● **WRITTEN EXERCISE**:
Could you arrange everything in the material from the line containing "Isolate the horse head" down to the line containing "[76,331,333,500]", both ends included, as a Markdown table with the columns Row and Entry, leaving out any blank lines?

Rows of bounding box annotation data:

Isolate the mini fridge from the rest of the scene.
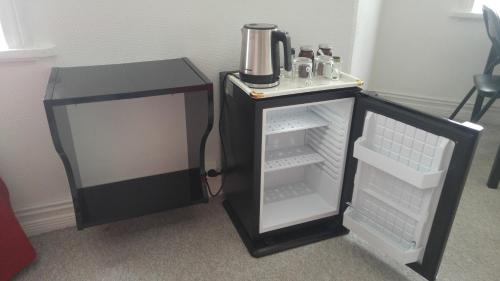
[220,73,482,280]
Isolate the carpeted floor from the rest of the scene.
[16,123,500,281]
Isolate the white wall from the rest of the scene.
[370,0,498,118]
[0,0,355,233]
[351,0,382,87]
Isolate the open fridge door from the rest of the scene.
[342,95,481,280]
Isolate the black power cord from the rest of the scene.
[202,72,233,197]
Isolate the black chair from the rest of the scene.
[450,6,500,188]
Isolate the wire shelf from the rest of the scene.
[264,146,325,172]
[266,110,330,135]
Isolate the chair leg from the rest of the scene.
[450,86,476,120]
[476,98,496,121]
[487,146,500,188]
[470,92,484,122]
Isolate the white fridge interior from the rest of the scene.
[259,98,354,233]
[343,112,455,264]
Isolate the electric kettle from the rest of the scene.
[239,23,292,88]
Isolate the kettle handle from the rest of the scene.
[271,30,292,80]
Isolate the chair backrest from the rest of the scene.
[483,6,500,74]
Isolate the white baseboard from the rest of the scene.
[15,200,76,236]
[16,91,500,236]
[15,161,219,236]
[376,91,500,126]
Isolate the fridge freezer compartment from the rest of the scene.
[343,207,423,264]
[265,108,331,135]
[264,146,325,172]
[353,137,443,189]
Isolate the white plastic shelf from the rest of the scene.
[343,207,423,264]
[266,110,330,135]
[260,183,338,233]
[264,146,325,172]
[264,182,314,204]
[358,163,432,215]
[365,113,450,173]
[353,137,443,189]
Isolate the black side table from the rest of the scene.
[44,58,214,229]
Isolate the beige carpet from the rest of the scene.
[16,124,500,281]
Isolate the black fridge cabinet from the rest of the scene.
[220,73,481,280]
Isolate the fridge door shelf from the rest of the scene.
[343,207,423,264]
[353,137,443,189]
[265,110,331,135]
[357,163,434,220]
[264,146,325,172]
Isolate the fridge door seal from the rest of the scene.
[340,93,481,280]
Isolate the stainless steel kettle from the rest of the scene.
[240,23,292,88]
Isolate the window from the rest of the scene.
[472,0,500,14]
[0,0,24,50]
[0,22,9,51]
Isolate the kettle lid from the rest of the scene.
[243,23,278,30]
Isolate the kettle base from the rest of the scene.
[243,80,280,89]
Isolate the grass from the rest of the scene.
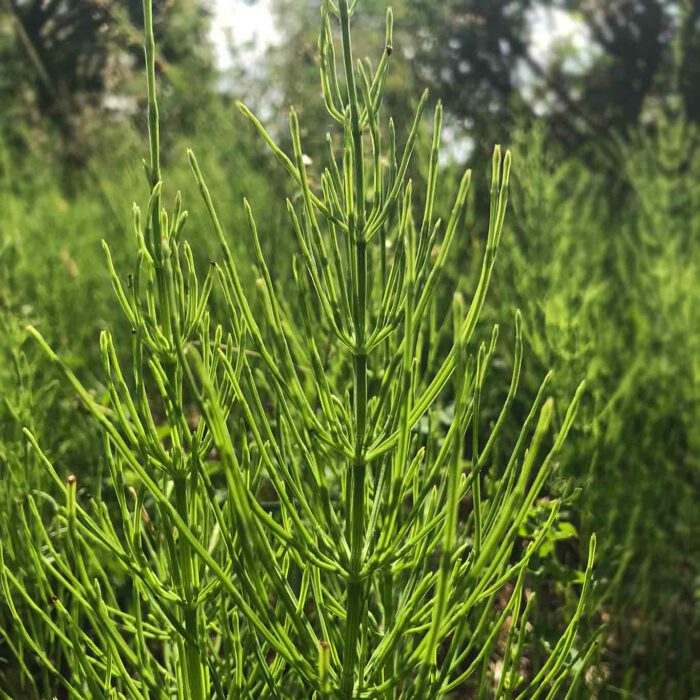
[0,0,598,700]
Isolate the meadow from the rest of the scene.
[0,0,700,700]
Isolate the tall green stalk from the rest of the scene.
[0,0,593,700]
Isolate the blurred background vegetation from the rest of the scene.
[0,0,700,699]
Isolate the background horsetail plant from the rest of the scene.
[0,0,596,700]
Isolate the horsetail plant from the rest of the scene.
[0,0,595,700]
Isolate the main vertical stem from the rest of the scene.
[175,475,208,700]
[338,0,367,700]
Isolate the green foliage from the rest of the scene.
[0,0,597,700]
[495,117,700,697]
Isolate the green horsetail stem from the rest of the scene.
[0,0,597,700]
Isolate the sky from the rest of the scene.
[211,0,279,70]
[211,0,587,70]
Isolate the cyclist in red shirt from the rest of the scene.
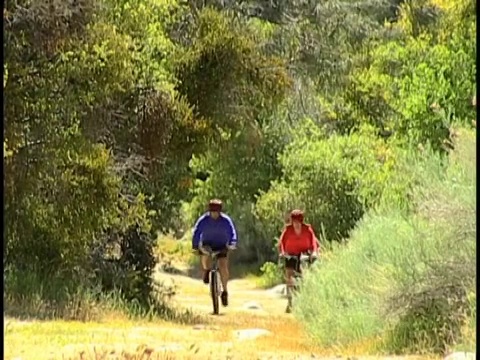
[278,210,319,311]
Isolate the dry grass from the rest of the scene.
[4,275,438,360]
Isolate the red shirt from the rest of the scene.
[278,224,318,255]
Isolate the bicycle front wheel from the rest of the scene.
[210,271,220,315]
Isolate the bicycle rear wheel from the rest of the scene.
[210,271,220,315]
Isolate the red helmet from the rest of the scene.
[290,209,304,223]
[208,199,223,212]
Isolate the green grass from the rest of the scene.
[295,130,476,353]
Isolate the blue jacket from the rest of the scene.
[192,212,237,248]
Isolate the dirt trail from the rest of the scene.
[157,273,432,360]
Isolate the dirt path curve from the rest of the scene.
[156,273,428,360]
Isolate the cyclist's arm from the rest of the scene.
[278,228,287,254]
[192,214,208,249]
[223,214,238,246]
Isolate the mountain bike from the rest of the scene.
[198,244,235,315]
[279,252,317,313]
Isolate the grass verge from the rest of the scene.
[296,130,476,353]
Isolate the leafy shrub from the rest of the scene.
[93,225,156,306]
[259,261,283,288]
[255,122,402,245]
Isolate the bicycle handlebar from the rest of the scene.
[280,252,318,261]
[198,243,236,256]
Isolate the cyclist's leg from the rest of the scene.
[218,248,230,306]
[285,259,297,287]
[200,253,212,284]
[285,259,297,313]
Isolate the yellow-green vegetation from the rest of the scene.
[3,0,476,358]
[297,129,476,353]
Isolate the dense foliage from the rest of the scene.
[3,0,476,352]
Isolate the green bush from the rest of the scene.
[255,121,402,245]
[296,126,476,352]
[259,261,284,288]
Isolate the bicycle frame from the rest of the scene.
[199,245,222,315]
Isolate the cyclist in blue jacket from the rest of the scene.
[192,199,238,306]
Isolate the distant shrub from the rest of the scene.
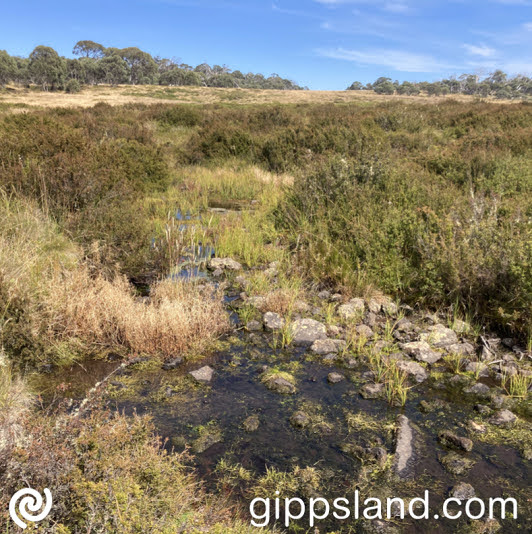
[65,79,81,94]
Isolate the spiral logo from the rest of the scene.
[9,488,52,529]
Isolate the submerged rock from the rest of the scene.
[246,320,262,332]
[338,298,365,321]
[263,312,284,332]
[440,452,475,475]
[488,410,517,426]
[393,415,414,478]
[400,341,443,363]
[419,324,458,348]
[162,356,183,371]
[292,319,327,346]
[449,482,476,501]
[396,360,429,383]
[360,383,385,399]
[464,382,491,398]
[189,365,214,384]
[290,411,310,428]
[242,415,260,432]
[209,258,242,271]
[261,373,296,395]
[438,430,473,452]
[327,373,345,384]
[310,339,346,355]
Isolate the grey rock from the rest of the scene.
[327,373,345,384]
[264,375,296,395]
[338,299,364,321]
[292,319,327,346]
[446,343,475,356]
[396,360,429,383]
[440,452,475,476]
[364,312,377,328]
[475,404,492,415]
[419,324,458,348]
[209,258,242,271]
[400,341,443,363]
[438,430,473,452]
[246,320,262,332]
[360,383,385,399]
[488,410,517,426]
[189,365,214,384]
[393,415,415,478]
[290,411,310,428]
[465,362,490,377]
[368,299,382,315]
[262,312,284,332]
[310,339,346,355]
[464,382,491,398]
[162,356,183,371]
[242,415,260,432]
[449,482,476,501]
[382,301,399,317]
[355,324,373,339]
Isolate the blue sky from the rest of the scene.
[0,0,532,89]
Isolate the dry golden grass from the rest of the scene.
[44,268,229,358]
[0,85,510,112]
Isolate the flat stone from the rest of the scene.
[209,258,242,271]
[327,373,345,384]
[242,415,260,432]
[290,411,310,428]
[382,301,399,317]
[360,383,385,399]
[488,410,517,426]
[440,452,475,476]
[449,482,476,501]
[355,324,373,339]
[292,319,327,347]
[162,356,183,371]
[263,312,284,332]
[465,362,490,377]
[338,299,364,321]
[446,343,475,356]
[467,421,487,434]
[189,365,214,383]
[419,324,458,348]
[310,339,346,355]
[393,415,414,478]
[396,360,430,383]
[264,375,296,395]
[400,341,443,363]
[368,299,382,315]
[438,430,473,452]
[464,382,491,398]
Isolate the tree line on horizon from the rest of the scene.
[347,70,532,99]
[0,41,302,92]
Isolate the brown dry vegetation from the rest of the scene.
[0,81,515,112]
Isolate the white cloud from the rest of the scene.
[317,48,453,72]
[462,44,497,57]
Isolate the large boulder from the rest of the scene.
[400,341,443,363]
[393,415,415,478]
[292,319,327,347]
[310,339,346,355]
[419,324,458,348]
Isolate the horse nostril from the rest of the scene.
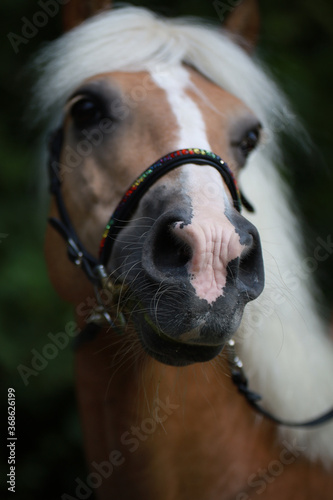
[152,223,192,274]
[238,230,264,299]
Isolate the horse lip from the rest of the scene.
[140,314,226,347]
[136,318,225,366]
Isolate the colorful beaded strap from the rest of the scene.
[99,148,241,265]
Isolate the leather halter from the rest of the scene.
[49,128,333,428]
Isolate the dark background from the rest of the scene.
[0,0,333,500]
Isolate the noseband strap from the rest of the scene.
[100,148,242,265]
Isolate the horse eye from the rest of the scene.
[71,97,104,130]
[238,129,260,158]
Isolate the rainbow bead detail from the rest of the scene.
[100,148,241,255]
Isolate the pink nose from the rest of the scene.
[142,209,263,304]
[172,219,245,304]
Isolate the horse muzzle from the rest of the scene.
[110,186,264,366]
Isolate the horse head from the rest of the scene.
[42,3,264,365]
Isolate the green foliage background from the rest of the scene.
[0,0,333,500]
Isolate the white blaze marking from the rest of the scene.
[151,66,244,303]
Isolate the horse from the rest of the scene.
[34,1,333,500]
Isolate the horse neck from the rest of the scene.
[76,331,333,500]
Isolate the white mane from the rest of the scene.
[35,7,333,463]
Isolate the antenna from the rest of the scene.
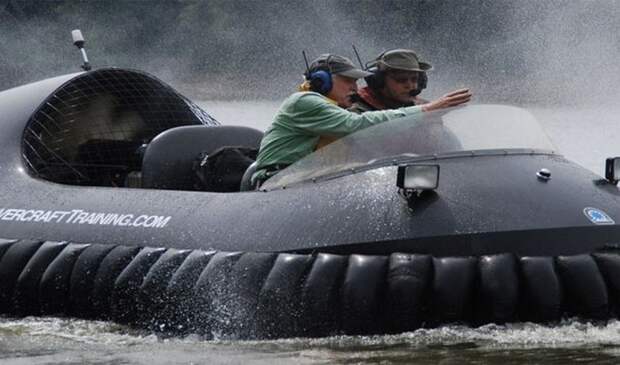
[351,44,366,70]
[71,29,91,71]
[301,50,310,75]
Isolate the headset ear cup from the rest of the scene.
[364,71,385,90]
[418,72,428,92]
[409,72,428,96]
[310,70,332,95]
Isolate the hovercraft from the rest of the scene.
[0,42,620,338]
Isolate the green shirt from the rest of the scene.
[252,92,422,181]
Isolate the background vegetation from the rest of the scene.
[0,0,620,104]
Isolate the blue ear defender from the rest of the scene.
[308,70,332,95]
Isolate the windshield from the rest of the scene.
[263,105,554,189]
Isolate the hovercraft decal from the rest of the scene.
[583,208,616,224]
[0,208,171,228]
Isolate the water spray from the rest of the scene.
[71,29,91,71]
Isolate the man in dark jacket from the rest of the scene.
[349,49,432,113]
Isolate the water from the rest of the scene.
[0,317,620,365]
[0,101,620,365]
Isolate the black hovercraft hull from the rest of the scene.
[0,70,620,338]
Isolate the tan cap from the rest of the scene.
[367,49,433,72]
[310,54,372,79]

● **THE SOLUTION**:
| Row | Entry |
|---|---|
| 1 | Isolate the horse head from the rest of the scene. |
| 2 | [42,3,264,365] |
| 3 | Isolate the green foliage background from the rest of the scene. |
| 4 | [0,0,333,500] |
| 5 | Isolate the white blaze marking from the rest of the scene. |
| 6 | [151,66,244,303] |
| 7 | Isolate the horse from the rest of the scene. |
| 8 | [34,1,333,500] |
| 9 | Isolate the horse neck from the rest of the scene. |
| 10 | [76,331,333,500] |